_What you need to do:_
List every kind of work that the eulogy below says the father did.

BEGIN Source document

On Sunday, February
17, 2013, I memorialized my father’s passing from this world to the next in a
service spent with family, coworkers and friends. In a military funeral, his
life was honored and cherished by those people that touched him. I personally
gave the eulogy. Per my family’s request, this eulogy is reprinted here. It is
my hope that other may read this so they too, may live a life so giving, loving
and dedicated to his family as my father.
In the play Julius Caesar (II, ii, 30-31) Shakespeare once
said "When beggars die there are no comets seen; the heavens themselves
blaze forth the death of princes."
The reason I say this is because this year the comet ISON
will appear in the sky in one of the most spectacular astronomical shows ever
seen in our lifetimes. Coincidentally, in the year of my father’s birth, 1940,
the comet Cunningham
made an equally spectacular appearance.
These two events act as bookends to what was an equally
blessed life.
While my father was not a hero in the traditional sense, he
was nonetheless representative of a kind of heroism rarely talked about these
days. It’s a heroism that is symbolic of the generation he came from; stoic,
principled and noble. Today, our heroes are reflective of the world we live in.
Today’s heroes come from great events, tragic circumstances, and sports
figures.
Yet, true heroism can come from a very different place; from
the silent courage it takes to go to work every day, to provide for a loving
wife and for children and their needs. The courage to always put their needs
ahead of his own needs, to set aside personal aggrandizement for the humble, to
willingly submit themselves to the daily
grind needed, to afford those he cared
about, a quality of life that few had access to.
We went to private schools while Bill worked the thankless
job of building tunnels in the ground to provide clean drinking water to the
people of New York (a job that also provided for millions of others he would
never know). He was an Operating
Engineer working the cranes above New York in the bitterest of winters. And when the city he grew up in, began to
wither and die, he moved us to the sunny shores of California, to provide a fertile
ground for his family to blossom. He sold cars, working a slave’s hours so that
his wife could live in a beautiful home in a safe neighborhood there; and when
God saw fit to shake the foundations of those mountains, he once again took the
family to safer ground here in AZ.

END Source document
BEGIN Data records

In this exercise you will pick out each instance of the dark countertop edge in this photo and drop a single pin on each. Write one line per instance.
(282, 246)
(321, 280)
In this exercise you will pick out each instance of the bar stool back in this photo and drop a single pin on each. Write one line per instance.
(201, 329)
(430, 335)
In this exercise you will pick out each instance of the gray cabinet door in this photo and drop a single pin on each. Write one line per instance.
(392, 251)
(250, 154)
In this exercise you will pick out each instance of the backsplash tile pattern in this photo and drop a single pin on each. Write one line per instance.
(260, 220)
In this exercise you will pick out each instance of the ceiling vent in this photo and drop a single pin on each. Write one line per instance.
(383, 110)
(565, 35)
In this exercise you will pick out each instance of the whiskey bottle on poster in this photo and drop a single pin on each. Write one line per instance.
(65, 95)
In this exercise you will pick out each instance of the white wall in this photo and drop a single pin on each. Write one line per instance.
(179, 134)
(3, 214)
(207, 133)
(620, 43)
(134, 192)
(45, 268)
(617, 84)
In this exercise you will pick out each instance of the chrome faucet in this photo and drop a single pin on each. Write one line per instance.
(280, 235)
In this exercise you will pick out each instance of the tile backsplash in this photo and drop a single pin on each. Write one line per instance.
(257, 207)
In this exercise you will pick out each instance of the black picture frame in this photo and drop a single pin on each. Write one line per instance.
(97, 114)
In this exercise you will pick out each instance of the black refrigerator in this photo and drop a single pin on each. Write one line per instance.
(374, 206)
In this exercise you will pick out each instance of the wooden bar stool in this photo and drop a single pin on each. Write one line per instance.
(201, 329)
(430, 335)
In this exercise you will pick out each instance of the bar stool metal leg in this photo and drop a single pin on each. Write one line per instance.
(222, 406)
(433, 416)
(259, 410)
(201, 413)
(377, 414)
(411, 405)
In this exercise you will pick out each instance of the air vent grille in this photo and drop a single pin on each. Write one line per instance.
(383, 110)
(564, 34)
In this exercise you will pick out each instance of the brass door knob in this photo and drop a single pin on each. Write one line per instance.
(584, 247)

END Data records

_Reply to the task:_
- Building tunnels in the ground to provide clean drinking water to the people of New York
- Working the cranes above New York as an Operating Engineer
- Selling cars in California